* **Exercise aim**:
Write out all records as given; omit images.

* **Task input**:
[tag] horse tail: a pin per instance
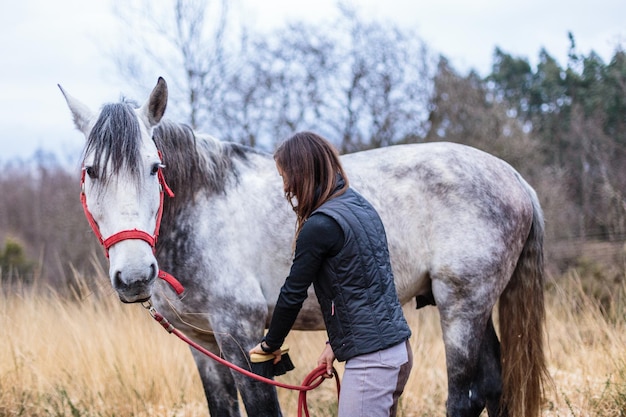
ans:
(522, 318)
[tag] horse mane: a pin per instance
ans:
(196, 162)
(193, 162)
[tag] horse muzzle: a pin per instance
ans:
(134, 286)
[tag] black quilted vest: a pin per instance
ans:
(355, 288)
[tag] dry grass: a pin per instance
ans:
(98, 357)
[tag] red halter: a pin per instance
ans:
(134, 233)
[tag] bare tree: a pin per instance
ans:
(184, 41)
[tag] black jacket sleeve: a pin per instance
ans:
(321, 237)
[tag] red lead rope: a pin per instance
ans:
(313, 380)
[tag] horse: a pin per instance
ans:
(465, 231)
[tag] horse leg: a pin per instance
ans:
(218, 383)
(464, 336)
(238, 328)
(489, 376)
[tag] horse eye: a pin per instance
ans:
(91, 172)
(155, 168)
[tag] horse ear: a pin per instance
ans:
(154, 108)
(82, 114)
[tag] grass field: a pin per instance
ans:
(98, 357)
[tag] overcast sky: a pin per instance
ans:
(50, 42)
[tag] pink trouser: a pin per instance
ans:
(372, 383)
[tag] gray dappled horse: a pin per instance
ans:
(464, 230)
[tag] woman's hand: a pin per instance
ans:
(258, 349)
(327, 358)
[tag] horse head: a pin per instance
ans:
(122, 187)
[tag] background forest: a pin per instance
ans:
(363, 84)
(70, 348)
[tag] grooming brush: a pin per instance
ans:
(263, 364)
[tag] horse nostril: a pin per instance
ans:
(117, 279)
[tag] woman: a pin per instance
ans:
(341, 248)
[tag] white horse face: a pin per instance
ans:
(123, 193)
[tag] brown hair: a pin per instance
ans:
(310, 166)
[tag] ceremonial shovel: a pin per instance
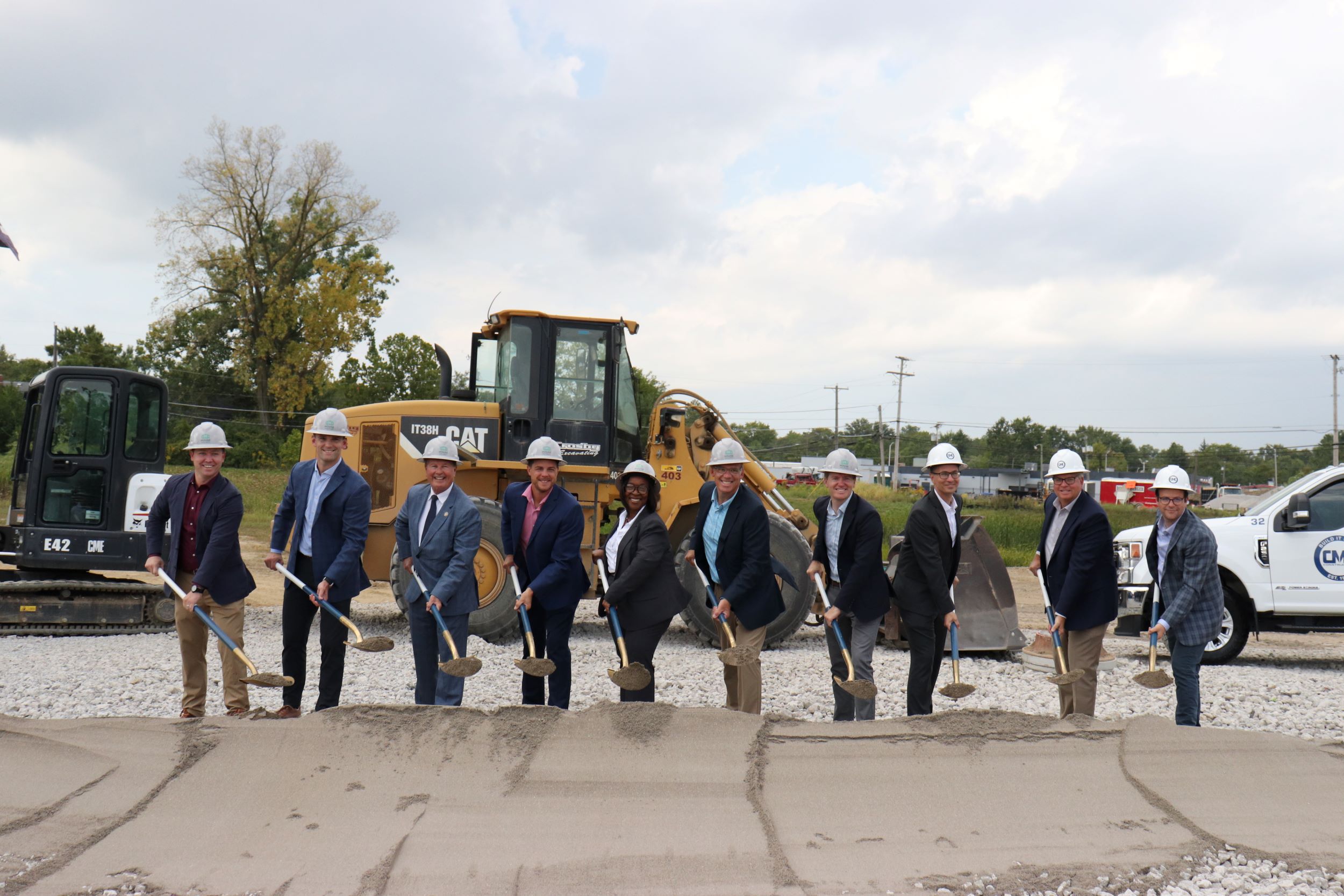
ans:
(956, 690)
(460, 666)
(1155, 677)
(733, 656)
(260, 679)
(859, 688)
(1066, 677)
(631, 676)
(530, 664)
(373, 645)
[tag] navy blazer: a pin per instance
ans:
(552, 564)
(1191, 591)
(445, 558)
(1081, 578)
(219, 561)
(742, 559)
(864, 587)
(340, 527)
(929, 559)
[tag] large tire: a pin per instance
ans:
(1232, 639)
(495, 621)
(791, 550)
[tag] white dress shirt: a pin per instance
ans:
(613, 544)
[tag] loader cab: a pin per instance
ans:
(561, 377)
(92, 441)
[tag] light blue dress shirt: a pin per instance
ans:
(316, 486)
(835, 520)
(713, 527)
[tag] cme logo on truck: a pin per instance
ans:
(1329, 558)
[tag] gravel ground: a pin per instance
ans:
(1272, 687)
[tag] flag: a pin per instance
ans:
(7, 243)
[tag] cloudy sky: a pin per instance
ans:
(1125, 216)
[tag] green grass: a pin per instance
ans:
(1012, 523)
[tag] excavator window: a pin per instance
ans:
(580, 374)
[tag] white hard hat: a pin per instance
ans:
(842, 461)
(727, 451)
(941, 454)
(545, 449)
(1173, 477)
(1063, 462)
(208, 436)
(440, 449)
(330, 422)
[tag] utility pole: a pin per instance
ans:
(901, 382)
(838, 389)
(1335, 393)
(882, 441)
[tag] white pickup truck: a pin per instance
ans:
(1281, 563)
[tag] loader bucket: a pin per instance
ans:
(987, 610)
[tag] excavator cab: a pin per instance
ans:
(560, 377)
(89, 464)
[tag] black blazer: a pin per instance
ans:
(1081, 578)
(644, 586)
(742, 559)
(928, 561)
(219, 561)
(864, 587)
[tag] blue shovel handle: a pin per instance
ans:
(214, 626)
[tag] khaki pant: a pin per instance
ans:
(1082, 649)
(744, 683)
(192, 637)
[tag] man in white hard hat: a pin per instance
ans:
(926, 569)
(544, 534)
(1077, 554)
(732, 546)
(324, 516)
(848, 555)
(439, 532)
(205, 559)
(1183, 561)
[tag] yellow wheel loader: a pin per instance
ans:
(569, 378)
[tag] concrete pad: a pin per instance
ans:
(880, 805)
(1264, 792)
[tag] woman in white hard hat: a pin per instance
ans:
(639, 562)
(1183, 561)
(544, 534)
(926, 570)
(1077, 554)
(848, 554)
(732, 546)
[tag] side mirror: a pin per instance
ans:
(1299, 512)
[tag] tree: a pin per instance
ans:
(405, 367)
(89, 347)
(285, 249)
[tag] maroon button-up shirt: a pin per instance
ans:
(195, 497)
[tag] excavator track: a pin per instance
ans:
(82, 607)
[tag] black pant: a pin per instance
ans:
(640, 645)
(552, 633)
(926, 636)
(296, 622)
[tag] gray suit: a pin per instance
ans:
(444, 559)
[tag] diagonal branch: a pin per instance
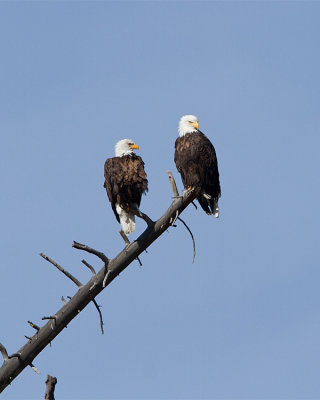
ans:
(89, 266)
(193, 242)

* **Answer to the exercise**:
[tag] horse tail: a pin per instance
ans:
(522, 318)
[tag] horse mane: a pin per instance
ans:
(196, 162)
(193, 162)
[tag] horse muzzle: a pin per instance
ans:
(134, 286)
[tag] black quilted vest: a pin per instance
ans:
(355, 288)
[tag] dry grass: a pin per instance
ans:
(98, 357)
[tag] red halter: a pin per instance
ans:
(134, 233)
[tag] bare tree: a pin per instance
ans:
(184, 41)
[tag] black jacket sleeve: a pin per instance
ans:
(321, 237)
[tag] red lead rope: a pin per instance
ans:
(313, 380)
[tag] horse: a pin per instance
ans:
(465, 231)
[tag] horse leg: a pin per instance
ans:
(218, 383)
(464, 336)
(238, 328)
(489, 376)
[tag] horse eye: a pin per instance
ans:
(91, 172)
(155, 168)
[tag] horse ear: a pin per instance
ans:
(154, 108)
(82, 114)
[tag] grass field: a pin per instance
ans:
(98, 357)
[tag] overcast sky: a pin per instance
ans:
(50, 42)
[tag] pink trouser: a pin per instance
ans:
(372, 383)
[tag] gray dappled horse: a pin per instance
ans:
(464, 230)
[tag] woman's hand: a pin per instance
ans:
(258, 349)
(327, 358)
[tag] horse head: a pin per instance
ans:
(122, 187)
[tag] background forest: a pin per instance
ans:
(363, 84)
(70, 348)
[tag] grooming brush: a pin per instance
ans:
(263, 364)
[tag] horse nostril: a pin per instance
ans:
(117, 279)
[tag] woman: a pin per instance
ans:
(341, 248)
[tag] white horse face: a pin per instance
ans:
(123, 193)
[tag] brown hair: a pin per instance
ans:
(310, 166)
[tag] ceremonial shovel: a pin per instance
ans:
(956, 690)
(460, 666)
(1155, 677)
(733, 656)
(260, 679)
(859, 688)
(1066, 677)
(631, 676)
(530, 664)
(373, 645)
[tag] navy blazer: a pin per instance
ans:
(552, 564)
(1191, 591)
(445, 558)
(1081, 578)
(219, 561)
(742, 559)
(864, 587)
(340, 527)
(929, 559)
[tag] large tire: a pin per instance
ans:
(1232, 639)
(495, 621)
(791, 550)
[tag] white dress shirt: a pin per instance
ans:
(613, 544)
[tag] loader cab: a pin per instance
ans:
(561, 377)
(92, 441)
[tag] light blue dress shirt: a pin per instance
ans:
(316, 486)
(835, 520)
(713, 527)
[tag] cme logo on truck: a pin per instance
ans:
(1329, 558)
[tag] gravel ground: a pin per instance
ans:
(1272, 687)
[tag] flag: a pin per instance
ans:
(7, 243)
[tag] cloudy sky: a pin per instance
ans:
(1125, 216)
[tag] green grass: a pin per instance
ans:
(1012, 523)
[tag] excavator window: a pin per instance
ans:
(580, 374)
[tag] white hard hat: a pin per instance
ans:
(842, 461)
(727, 451)
(941, 454)
(545, 449)
(1173, 477)
(1063, 462)
(208, 436)
(440, 449)
(330, 422)
[tag] utility pole: a pin per instance
ans:
(901, 382)
(838, 389)
(1335, 393)
(882, 441)
[tag] white pickup truck: a pin per instance
ans:
(1281, 563)
[tag] loader bucket: a pin per instance
ans:
(987, 610)
[tag] excavator cab: a pin per instance
ans:
(560, 377)
(89, 464)
[tag] black blazer: a pin per instance
ans:
(1081, 578)
(644, 586)
(742, 559)
(928, 561)
(219, 561)
(864, 587)
[tag] blue shovel handle: a pin per instance
ans:
(214, 626)
[tag] khaki pant: a pin per instance
ans:
(1082, 649)
(744, 683)
(192, 637)
[tag] man in white hard hat: a pin per instance
ans:
(926, 569)
(544, 534)
(1077, 554)
(732, 546)
(324, 516)
(848, 555)
(439, 532)
(205, 559)
(1183, 561)
[tag] yellow wheel loader: a pin per instance
ans:
(569, 378)
[tag] concrete pad: a pin per instance
ans:
(880, 805)
(1264, 792)
[tag] woman in white hard hat: a pin per instance
ans:
(639, 562)
(1183, 561)
(544, 534)
(926, 570)
(1077, 554)
(848, 554)
(732, 546)
[tag] side mirror: a pin per instance
ans:
(1299, 512)
[tag] tree: a pin per instance
ans:
(405, 367)
(89, 347)
(285, 249)
[tag] maroon button-up shirt: a pin per instance
ans:
(195, 497)
[tag] excavator track: a pin per instance
ans:
(82, 607)
[tag] black pant: a pin per instance
ans:
(640, 645)
(552, 633)
(926, 636)
(296, 622)
[tag] gray suit: a pin per instance
ans:
(444, 559)
[tag] diagonal branch: a pin per instance
ans:
(89, 266)
(193, 242)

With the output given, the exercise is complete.